• Teks Kutipan:
────────────────────

BANDUNG, BandungOke.com — Kota Bandung kembali jadi panggung euforia kolektif yang dibalut jargon sehat dan gaya hidup aktif.
Pocari Sweat Run 2025 siap digelar akhir pekan ini. Ribuan pelari dari berbagai kota akan memadati pusat kota, menyusuri jalan-jalan protokol yang biasanya dipakai warga untuk bekerja, berdagang, atau sekadar beraktivitas.
Lomba lari tahunan yang dulu identik dengan Gedung Sate kini bergeser ke Balai Kota. Dengan empat kategori 5K, 10K, Half Marathon, dan Kid Dash, ajang ini tak ubahnya pesta besar yang menutup wajah kota dari warganya sendiri.
Dalam releas yang disampaikan oleh Pemkot Bandung, Mulai tengah malam, Sabtu dan Minggu, hampir seluruh jantung kota akan dibekukan untuk memberi ruang pada pelari.
Dari Jalan Merdeka hingga Dago, dari Asia Afrika sampai Gatot Subroto, denyut kota akan terhenti demi sepatu-sepatu lari, kamera ponsel, dan panggung-panggung kecil promosi merek.
Pemerintah Kota Bandung meminta masyarakat “mengerti.” Lewat jalur alternatif yang sempit, kendaraan pribadi dan umum diimbau “mengalah” dari Sabtu pukul 00.00 hingga Minggu pukul 10.00.
Sementara mereka yang tetap nekat masuk rute lomba, akan dihadang blokade dan konvoi marshal.
Pemerintah menjanjikan bahwa parkir tidak akan semrawut, dengan menyediakan kantong parkir di mal dan masjid. Tapi kita tahu, realitas Bandung adalah satu, jalan sempit, kendaraan bejibun, dan parkir liar yang sulit dicegah.

────────────────────

• Soal dan Tugas:
(1) Apakah setiap pernyataan di bawah ini sesuai dengan teks kutipan? Jawab ya atau tidak untuk masing-masing, lalu kutip kata-kata penentunya dari teks.
(a) Lomba lari tahunan ini sekarang dipusatkan di Gedung Sate.
(b) Ajang ini memiliki empat kategori.
(c) Pemerintah menyediakan kantong parkir di mal dan masjid.
(2) Jawablah pertanyaan berikut berdasarkan teks kutipan.
(a) Siapa yang akan memadati pusat kota?
(b) Sampai kapan kendaraan pribadi dan umum diimbau "mengalah"?
(c) Apa yang akan menghadang mereka yang tetap nekat masuk rute lomba?

• Data Hasil Ekstraksi:
────────────────────

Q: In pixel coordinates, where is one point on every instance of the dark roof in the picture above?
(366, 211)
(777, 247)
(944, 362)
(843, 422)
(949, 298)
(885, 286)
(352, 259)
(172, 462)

────────────────────

• Jawaban Lengkap:
(1)
(a) Tidak: "Lomba lari tahunan yang dulu identik dengan Gedung Sate kini bergeser ke Balai Kota."
(b) Ya: "Dengan empat kategori 5K, 10K, Half Marathon, dan Kid Dash"
(c) Ya: "dengan menyediakan kantong parkir di mal dan masjid"

(2)
(a) Ribuan pelari dari berbagai kota.
(b) Sampai Minggu pukul 10.00.
(c) Blokade dan konvoi marshal.